::: DOCUMENT PASSAGE

In one embodiment, the committee machine 109 employs one or more
learning-based classifiers that determine one or more ratings for
the document 102 relative to a selected category or topic such as
pornography, and then combines the results to produce an overall
classification and/or rating. A variety of learning-based
classifiers can be used for rating documents. Examples of such
classifiers include, but are not limited to, decision trees, neural
networks, Bayesian networks, and support vector machines such as
described in the commonly assigned U.S. Pat. No. 6,192,360, the
entire disclosure of which is incorporated herein by reference.
Notably, the type of classifier used to implement the invention is
not as important as the fact that analyzing both textual and
contextual features increases the accuracy of the classification
system 100.
[0027] An output data store 110 linked to the committee machine 109
receives document ratings, and stores document identifiers (e.g.,
URLs, file names, etc.) along with their corresponding ratings. In
one embodiment, the output data store 110 segregates documents 102
into categories (e.g., green list or red list) according to their
ratings and a threshold value predetermined by the user 104 or a
third party such as the server administrator. The threshold value
corresponds to a particular rating value, R.sub.TH, determined to
be useful in identifying whether a document 102 belongs to a
particular category. For example, documents 102 with ratings less
than or equal to R.sub.TH are identified as not belonging to a
particular category. Alternatively, documents 102 with ratings
greater than R.sub.TH are identified as belonging to the particular
category. In one embodiment, a decision tree may be used to
determine whether a document 102 belongs to a particular category
by applying multiple thresholds and other conditions to the output
ratings of multiple classifiers. The committee machine 109 may also
identify certain documents as problematic for classification, and
which require more resource-intensive operations, such as image
classification or human review. The output data store 110 can be
linked to the feature extraction tool 108 for comparing extracted
feature information with feature information stored in the output
data store 110. By comparing target URL information in extracted
links to URLs stored in the output data store 110, unknown links
can be identified for storage in an unknown link database 114.
[0028] A training data store 111 linked to the committee machine
109 stores training data. As described in more detail below in
reference to FIG. 3, training data includes documents 102 that have
been determined, either directly by the committee machine 109 or as
part of a human review process, to be useful for training of the
committee machine 109 or one of its components. For example,
documents that have been identified as problematic for
classification by the committee machine 109 can be stored in the
training data store 111. By directly identifying such training
documents with the committee machine 109, the accuracy of the
classification system is self-improved.

::::::

EXERCISE SET →
a) Name every example of a learning-based classifier that the classification passage gives.
b) According to the classification passage, what is gained by having the committee machine itself identify training documents, such as those it finds problematic for classification?
c) In the classification passage, how are documents with ratings greater than R.sub.TH identified?

::: MATERIAL PROVIDED

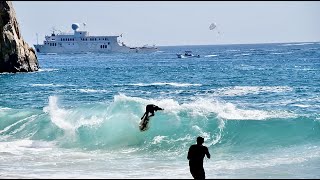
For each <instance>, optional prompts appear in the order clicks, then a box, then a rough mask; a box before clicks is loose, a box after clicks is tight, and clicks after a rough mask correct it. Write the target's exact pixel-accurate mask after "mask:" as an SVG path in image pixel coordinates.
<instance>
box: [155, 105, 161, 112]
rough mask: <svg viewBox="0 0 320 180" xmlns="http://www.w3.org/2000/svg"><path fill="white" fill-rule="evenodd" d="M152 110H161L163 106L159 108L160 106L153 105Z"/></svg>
mask: <svg viewBox="0 0 320 180" xmlns="http://www.w3.org/2000/svg"><path fill="white" fill-rule="evenodd" d="M154 110H156V111H157V110H163V108H161V107H159V106H155V107H154Z"/></svg>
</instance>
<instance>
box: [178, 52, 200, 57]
mask: <svg viewBox="0 0 320 180" xmlns="http://www.w3.org/2000/svg"><path fill="white" fill-rule="evenodd" d="M177 56H178V58H188V57H200V55H199V54H198V55H194V54H192V51H185V52H184V54H181V53H178V54H177Z"/></svg>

::::::

RESULTS OF THE TASKS →
a) Decision trees, neural networks, Bayesian networks, and support vector machines.

b) Directly identifying training documents with the committee machine makes the accuracy of the classification system self-improving.

c) They are identified as belonging to the particular category.